_QUOTED TEXT_

- - -

Feedback from new user

jkminder · 16 May 2022 09:49

Hi everyone,
first I would like to say, that i find the idea of renku very cool and I’m very excited about the project. I have been working with renku for a few days now and have some notes/questions. I have been trying to move projects to renku but it has been giving me quite a hard time:) I think the overall issue is that, while the concepts work well in theory, real repos are much more messy and require prototyping and sandboxing. If the repo is not super clean and thought through from the beginning, it is often super complicated to get the desired results. I’m sure that a lot of issues I had, can be resolved easily if I would only know how, so please let me know if my approach was wrong (and maybe add it to the docs:)). I was told you are keen to know feedback so I hope the following helps you (please let me know if I should submit this somewhere else):

I think it should be possible to run multiple “renku run” sessions in parallel (multiple terminals). I would even argue that this could be quite essential. Or at least you have to state very clearly in the documentation that this is not possible or maybe warn directly in the CLI. As far as I can tell the outcome of such a parallel session is just unknown (only one workflow will be recorded?). This is super annoying.
Renku run won’t detect the output if the file already exists but is updated. I have to test my code before I run renku run so the output file probably already exists. Before running the code again I have to delete all output files first, so that renku will detect them. Couldn’t renku also detect if a file changes?
Can’t tag output parameters with renku workflow iterate. I need to run a plan multiple times. My script generates a different output file based on its parameters (simply it downloads data from a remote database to local). If I autogenerate the output file name in the script, it won’t work because renku can’t detect that the output file name has changed slightly from the first workflow recording to the reexecution with different parameters. A solution here is to also add the output file name as an input parameter. Then I can simply specify the output file name for each execution. I need to iterate over a set of parameters, for which renku workflow iterate would be perfect. But I don’t wan’t a “grid search”-like execution so I wanted to use tags. But sadly tagging does not work with output parameters. The cli failes with Error: Invalid parameter value - The value of 'output-3@tag1' parameter is neither a list nor templated variable!. Why?

- - -

In the forum post, what does the writer have to do before running the code again so that renku will detect the output files? The listing that comes next is separate from the forum post.

- - -

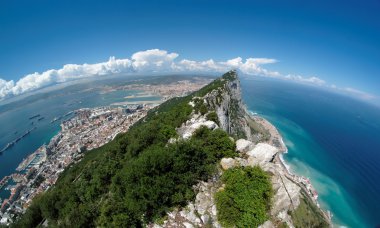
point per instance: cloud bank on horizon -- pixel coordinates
(155, 61)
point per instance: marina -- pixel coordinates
(12, 143)
(35, 116)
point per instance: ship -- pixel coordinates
(56, 119)
(35, 116)
(12, 143)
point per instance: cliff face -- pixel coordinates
(231, 111)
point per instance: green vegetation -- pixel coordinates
(307, 214)
(246, 198)
(136, 178)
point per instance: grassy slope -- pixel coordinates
(93, 193)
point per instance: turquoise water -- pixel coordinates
(331, 139)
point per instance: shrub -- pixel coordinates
(245, 200)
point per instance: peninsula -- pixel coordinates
(195, 161)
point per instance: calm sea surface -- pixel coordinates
(332, 139)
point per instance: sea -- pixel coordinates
(15, 117)
(332, 139)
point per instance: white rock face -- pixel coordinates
(227, 163)
(243, 145)
(262, 153)
(188, 129)
(199, 213)
(286, 195)
(267, 224)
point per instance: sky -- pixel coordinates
(334, 44)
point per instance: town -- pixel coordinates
(88, 129)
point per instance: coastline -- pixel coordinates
(304, 183)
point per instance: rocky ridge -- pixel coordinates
(258, 143)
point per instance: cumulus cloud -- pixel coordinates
(313, 80)
(150, 61)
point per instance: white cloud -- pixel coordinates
(152, 61)
(313, 80)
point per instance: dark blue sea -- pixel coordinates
(14, 117)
(332, 139)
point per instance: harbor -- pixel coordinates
(13, 142)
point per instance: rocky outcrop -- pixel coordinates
(232, 114)
(249, 133)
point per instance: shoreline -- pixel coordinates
(303, 182)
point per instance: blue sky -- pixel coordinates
(336, 41)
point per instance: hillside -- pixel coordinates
(192, 161)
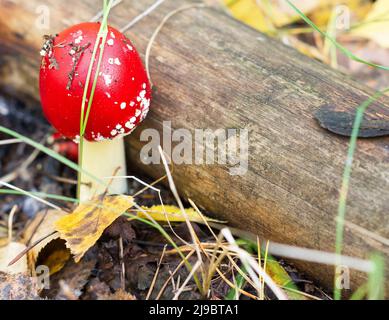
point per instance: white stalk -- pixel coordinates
(103, 159)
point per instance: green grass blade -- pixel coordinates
(344, 50)
(346, 177)
(376, 282)
(49, 152)
(39, 194)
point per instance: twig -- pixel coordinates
(191, 274)
(252, 267)
(9, 141)
(10, 222)
(121, 258)
(173, 273)
(156, 274)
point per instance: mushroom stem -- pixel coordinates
(103, 159)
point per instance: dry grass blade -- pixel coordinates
(191, 274)
(159, 28)
(252, 267)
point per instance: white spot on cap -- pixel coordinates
(130, 125)
(107, 79)
(78, 39)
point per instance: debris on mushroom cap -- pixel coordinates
(122, 97)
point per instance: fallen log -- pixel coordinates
(212, 72)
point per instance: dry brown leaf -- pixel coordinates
(18, 287)
(85, 225)
(8, 253)
(54, 256)
(119, 295)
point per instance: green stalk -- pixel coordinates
(101, 38)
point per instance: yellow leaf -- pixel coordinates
(56, 259)
(173, 214)
(41, 226)
(8, 253)
(264, 15)
(85, 225)
(376, 24)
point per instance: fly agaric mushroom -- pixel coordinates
(120, 102)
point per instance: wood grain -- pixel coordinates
(212, 72)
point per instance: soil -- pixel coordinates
(103, 273)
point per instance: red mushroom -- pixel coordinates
(121, 99)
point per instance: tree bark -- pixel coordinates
(212, 72)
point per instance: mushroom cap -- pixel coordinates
(122, 96)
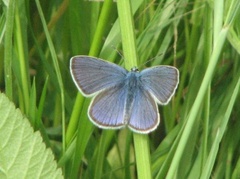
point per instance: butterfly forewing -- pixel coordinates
(107, 108)
(92, 75)
(161, 82)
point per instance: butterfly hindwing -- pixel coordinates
(144, 115)
(107, 108)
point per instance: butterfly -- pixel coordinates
(123, 98)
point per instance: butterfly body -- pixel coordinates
(121, 97)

- - -

_ANSWER TO THE TASK_
Delete all the output files first.